*Complete the following:*
A - Translate this sentence from the excerpt on LLM decision-making into Spanish: "Now, organisations make decisions that are too complex for individual humans all of the time."
B - Reproduce the part of the excerpt on LLM decision-making between "A while back" and "of the whole.", inclusive.

*Document segment:*
+++

To put it another way -- remember that information only flows from left to right across the sequence during causal attention. The "final decision" for the last context vector -- and thus the resulting logits -- for each token comes from the FFN for the last layer, which has just whatever happens to have been jammed into the incoming context vector plus whatever that layer's attention mechanism might have done (and of course, whatever happened in the previous layers). Importantly, the most important prediction during inference, the predicted next token for the last one in the sequence, comes from the FFN in the last layer processing the context vector for that last token -- and it's limited by the size of that context vector. How can it make sure an important choice -- especially if it's the last token in an input sequence long enough that only a tiny portion of its meaning could have been represented in those 768 numbers?

Attempt 1: a bureaucracy

A while back I was thinking about using metaphors from human organisations to try to unlock intuition about what's going on inside LLMs. Now, organisations make decisions that are too complex for individual humans all of the time. The core idea is that different decisions are made by different people, with the right information being provided to them for their specific part of the whole.

So, let's try that one here: we can see each of the FFN blocks as a worker in a giant bureaucracy. They receive memos of a fixed length -- the context vectors coming in -- and have to make decisions based on them.

Perhaps they don't have enough information to make their decision, and they know it -- that's fine, they pass on a summary of what they received with a note saying "more information of this sort is needed to make a final decision here" -- in mechanistic terms inside an LLM, they'll emit a context vector that at the next round of attention will produce a query vector that will match up with the kind of other information that is needed.

With this metaphor, the answer to the question of how the "final decision maker" can get things right boils down nicely: the previous workers who've been handling this case (the FFNs in the previous layers) have summarised things, and the final decision maker doesn't need to know all of the details.

+++

Stored dataset items
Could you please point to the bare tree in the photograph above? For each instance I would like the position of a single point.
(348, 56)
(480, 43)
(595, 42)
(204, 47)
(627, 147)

+++

*Answers to this exercise:*
A - Ahora bien, las organizaciones toman constantemente decisiones que son demasiado complejas para los seres humanos individuales.

B -
A while back I was thinking about using metaphors from human organisations to try to unlock intuition about what's going on inside LLMs. Now, organisations make decisions that are too complex for individual humans all of the time. The core idea is that different decisions are made by different people, with the right information being provided to them for their specific part of the whole.